BEGIN PROVIDED RECORDS

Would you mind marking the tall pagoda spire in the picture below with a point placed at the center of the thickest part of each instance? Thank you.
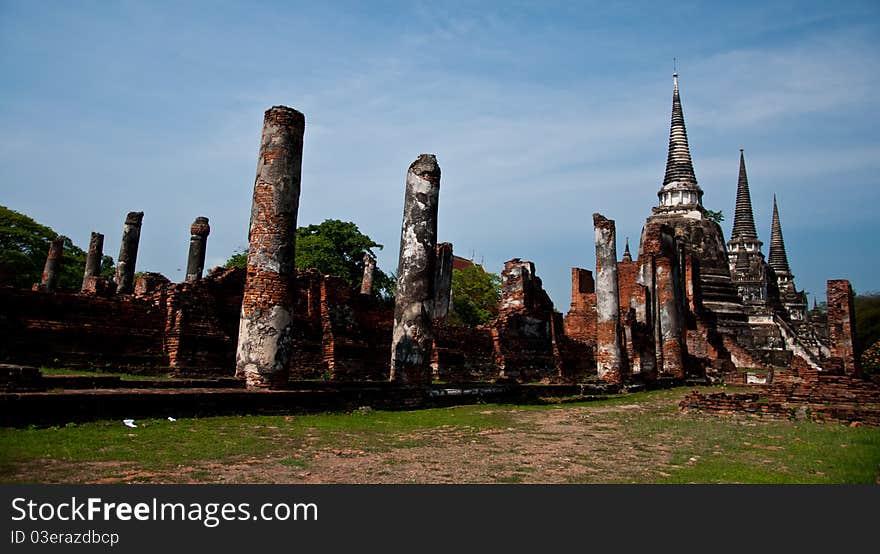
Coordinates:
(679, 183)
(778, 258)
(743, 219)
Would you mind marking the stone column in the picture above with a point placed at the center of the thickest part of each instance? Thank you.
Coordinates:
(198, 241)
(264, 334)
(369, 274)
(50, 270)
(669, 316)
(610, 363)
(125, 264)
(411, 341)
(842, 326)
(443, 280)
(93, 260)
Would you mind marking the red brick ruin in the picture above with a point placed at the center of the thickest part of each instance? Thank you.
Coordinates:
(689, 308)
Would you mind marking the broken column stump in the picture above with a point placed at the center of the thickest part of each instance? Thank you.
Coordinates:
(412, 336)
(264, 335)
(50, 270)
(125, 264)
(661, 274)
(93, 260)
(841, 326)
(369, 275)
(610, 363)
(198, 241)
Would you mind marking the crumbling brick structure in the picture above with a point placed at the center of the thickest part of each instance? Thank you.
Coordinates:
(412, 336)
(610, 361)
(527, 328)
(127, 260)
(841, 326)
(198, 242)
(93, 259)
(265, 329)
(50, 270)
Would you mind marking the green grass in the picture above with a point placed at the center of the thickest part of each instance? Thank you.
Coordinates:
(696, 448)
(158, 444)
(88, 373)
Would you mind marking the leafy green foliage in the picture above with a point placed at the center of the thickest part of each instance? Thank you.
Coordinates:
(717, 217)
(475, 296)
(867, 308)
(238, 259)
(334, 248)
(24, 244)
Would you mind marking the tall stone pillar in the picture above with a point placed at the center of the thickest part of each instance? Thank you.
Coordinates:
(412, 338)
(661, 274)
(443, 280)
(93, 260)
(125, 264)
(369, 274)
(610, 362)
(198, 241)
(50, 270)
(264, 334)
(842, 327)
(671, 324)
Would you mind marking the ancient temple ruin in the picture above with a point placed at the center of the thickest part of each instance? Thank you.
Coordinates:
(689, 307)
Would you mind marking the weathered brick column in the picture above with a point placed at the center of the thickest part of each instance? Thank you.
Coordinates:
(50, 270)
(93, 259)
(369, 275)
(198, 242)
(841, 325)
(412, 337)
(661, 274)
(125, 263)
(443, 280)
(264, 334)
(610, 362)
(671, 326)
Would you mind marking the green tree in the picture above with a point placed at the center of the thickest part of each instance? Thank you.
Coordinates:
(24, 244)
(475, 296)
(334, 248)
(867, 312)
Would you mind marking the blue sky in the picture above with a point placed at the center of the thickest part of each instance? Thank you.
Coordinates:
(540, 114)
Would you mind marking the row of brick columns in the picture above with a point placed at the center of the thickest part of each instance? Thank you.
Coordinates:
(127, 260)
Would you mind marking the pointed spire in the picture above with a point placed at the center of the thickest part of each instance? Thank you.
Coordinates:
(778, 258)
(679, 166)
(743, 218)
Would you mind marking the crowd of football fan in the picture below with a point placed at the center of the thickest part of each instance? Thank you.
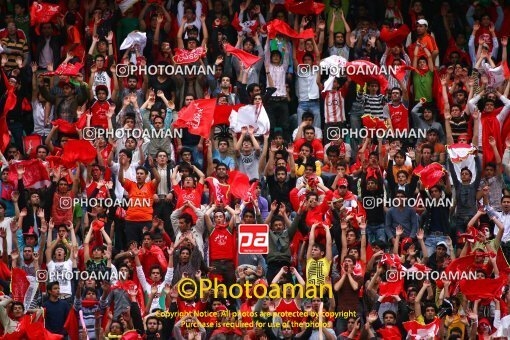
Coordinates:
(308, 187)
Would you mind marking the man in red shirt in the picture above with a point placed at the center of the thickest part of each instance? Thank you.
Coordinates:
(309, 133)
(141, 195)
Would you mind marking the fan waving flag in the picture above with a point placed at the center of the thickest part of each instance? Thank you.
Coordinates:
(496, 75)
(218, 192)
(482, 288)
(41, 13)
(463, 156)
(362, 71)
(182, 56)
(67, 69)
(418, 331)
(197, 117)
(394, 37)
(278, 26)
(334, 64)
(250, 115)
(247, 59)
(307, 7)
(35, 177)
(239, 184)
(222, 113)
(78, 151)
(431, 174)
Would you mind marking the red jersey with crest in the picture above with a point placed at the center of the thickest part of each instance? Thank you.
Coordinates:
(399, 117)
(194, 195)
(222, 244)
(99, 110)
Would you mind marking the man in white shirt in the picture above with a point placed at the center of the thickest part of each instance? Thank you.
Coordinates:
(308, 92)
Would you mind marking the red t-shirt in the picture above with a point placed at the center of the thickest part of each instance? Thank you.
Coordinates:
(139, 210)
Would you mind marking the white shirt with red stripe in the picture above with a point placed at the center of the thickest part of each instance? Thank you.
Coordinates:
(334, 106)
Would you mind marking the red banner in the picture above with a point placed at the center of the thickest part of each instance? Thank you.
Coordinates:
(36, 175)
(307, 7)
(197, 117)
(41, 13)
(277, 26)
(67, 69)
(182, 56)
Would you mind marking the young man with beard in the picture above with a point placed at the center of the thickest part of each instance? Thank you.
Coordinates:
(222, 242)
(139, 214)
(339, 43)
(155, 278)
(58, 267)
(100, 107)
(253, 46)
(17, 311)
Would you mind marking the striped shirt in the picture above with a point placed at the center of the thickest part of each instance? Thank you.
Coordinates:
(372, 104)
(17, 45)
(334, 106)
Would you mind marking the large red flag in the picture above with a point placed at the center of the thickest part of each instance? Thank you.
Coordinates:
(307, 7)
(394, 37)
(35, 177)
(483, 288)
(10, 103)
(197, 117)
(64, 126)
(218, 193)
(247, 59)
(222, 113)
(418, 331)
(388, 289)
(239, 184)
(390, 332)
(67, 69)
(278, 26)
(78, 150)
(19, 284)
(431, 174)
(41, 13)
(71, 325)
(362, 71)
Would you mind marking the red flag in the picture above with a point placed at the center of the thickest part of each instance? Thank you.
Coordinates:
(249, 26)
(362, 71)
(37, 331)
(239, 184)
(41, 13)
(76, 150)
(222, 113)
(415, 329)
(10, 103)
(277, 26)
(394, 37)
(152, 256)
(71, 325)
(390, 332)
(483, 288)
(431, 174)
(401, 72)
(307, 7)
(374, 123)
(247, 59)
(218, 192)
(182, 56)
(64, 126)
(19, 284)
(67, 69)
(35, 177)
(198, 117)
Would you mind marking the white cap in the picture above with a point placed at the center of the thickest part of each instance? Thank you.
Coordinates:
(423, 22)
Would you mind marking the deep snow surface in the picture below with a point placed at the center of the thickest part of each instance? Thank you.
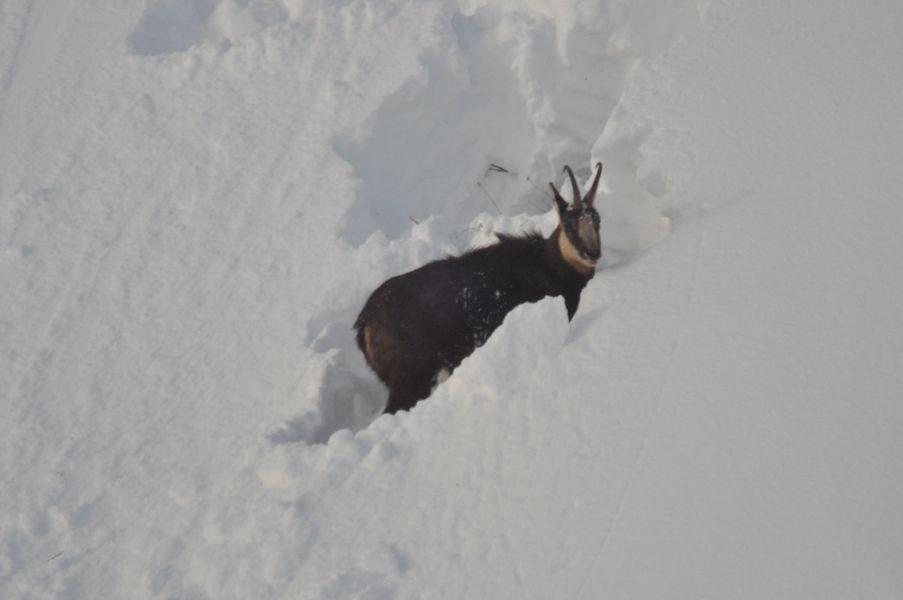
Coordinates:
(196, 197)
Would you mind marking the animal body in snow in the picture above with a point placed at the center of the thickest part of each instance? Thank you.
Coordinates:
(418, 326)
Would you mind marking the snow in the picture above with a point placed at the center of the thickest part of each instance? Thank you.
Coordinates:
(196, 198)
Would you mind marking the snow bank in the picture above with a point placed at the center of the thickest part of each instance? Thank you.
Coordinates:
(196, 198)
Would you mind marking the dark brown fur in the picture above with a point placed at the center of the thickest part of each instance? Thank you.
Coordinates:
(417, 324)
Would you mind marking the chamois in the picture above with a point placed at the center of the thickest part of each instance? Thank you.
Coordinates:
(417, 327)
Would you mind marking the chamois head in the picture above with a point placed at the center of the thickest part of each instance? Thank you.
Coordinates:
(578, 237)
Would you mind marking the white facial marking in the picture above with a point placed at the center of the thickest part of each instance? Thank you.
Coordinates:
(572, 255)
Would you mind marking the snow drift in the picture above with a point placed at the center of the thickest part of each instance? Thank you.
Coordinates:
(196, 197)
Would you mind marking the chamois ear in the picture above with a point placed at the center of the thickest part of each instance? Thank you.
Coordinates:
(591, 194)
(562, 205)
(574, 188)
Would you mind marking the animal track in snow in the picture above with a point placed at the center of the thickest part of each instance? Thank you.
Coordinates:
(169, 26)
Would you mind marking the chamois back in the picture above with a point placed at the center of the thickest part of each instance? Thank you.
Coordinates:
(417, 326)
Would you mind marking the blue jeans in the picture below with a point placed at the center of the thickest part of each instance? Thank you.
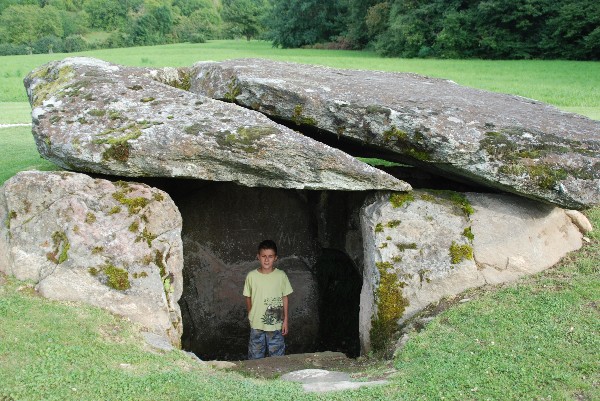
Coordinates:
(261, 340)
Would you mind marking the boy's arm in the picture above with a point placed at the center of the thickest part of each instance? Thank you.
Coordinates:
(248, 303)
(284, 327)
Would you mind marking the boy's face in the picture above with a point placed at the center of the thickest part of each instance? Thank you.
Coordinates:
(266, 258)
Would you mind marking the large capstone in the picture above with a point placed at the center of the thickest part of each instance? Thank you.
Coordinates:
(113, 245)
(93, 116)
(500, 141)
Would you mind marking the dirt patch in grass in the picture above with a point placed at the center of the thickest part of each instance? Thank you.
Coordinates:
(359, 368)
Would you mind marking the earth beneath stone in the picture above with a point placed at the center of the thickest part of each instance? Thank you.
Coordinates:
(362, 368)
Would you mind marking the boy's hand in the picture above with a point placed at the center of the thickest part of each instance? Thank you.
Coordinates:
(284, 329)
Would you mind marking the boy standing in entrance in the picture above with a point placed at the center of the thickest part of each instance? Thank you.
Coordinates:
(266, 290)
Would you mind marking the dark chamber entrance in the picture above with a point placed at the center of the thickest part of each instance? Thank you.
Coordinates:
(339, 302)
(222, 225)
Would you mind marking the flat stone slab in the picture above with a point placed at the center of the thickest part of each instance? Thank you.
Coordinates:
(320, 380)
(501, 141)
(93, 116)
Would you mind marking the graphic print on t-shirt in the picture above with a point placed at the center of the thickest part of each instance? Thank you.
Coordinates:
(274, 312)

END PROVIDED RECORDS

:: GOAL ::
Give everything from the line containing "Would you mind marking the earth" down to the end of the records as a Markdown table with the columns Row and Line, numbering each line and leaving out blank lines.

:: ANSWER TO THIS PROBLEM ::
| Row | Line |
|---|---|
| 1 | Would you mind marking the earth beneath stone in the picture above with a point placed at the center of the thickest part of each instance? Thank you. |
| 2 | Coordinates: |
| 3 | (362, 368) |
| 4 | Would you mind marking the boy's hand in the picture above with a point placed at the center of the thickest part of each instance? Thank you. |
| 5 | Coordinates: |
| 6 | (284, 329) |
| 7 | Would you mind marking the boy standing in entrance in the picture above with a point placed at the center of the thickest part of each instance? Thank you. |
| 8 | Coordinates: |
| 9 | (266, 290) |
| 10 | Would you mind marking the dark chamber entrance in the picture above with a point placed at the center of the thickest part of each instance? Thank you. |
| 11 | Coordinates: |
| 12 | (339, 302) |
| 13 | (222, 225) |
| 14 | Would you mind marking the flat stone slab in the picture above with a point placed at the center of the thickest part of each instance? Thank you. |
| 15 | Coordinates: |
| 16 | (320, 380) |
| 17 | (501, 141) |
| 18 | (93, 116) |
| 19 | Would you mind marking the graphic print on t-shirt in the picture above with a point placed at the center of the thickest part of each instance? Thank you. |
| 20 | Coordinates: |
| 21 | (274, 312) |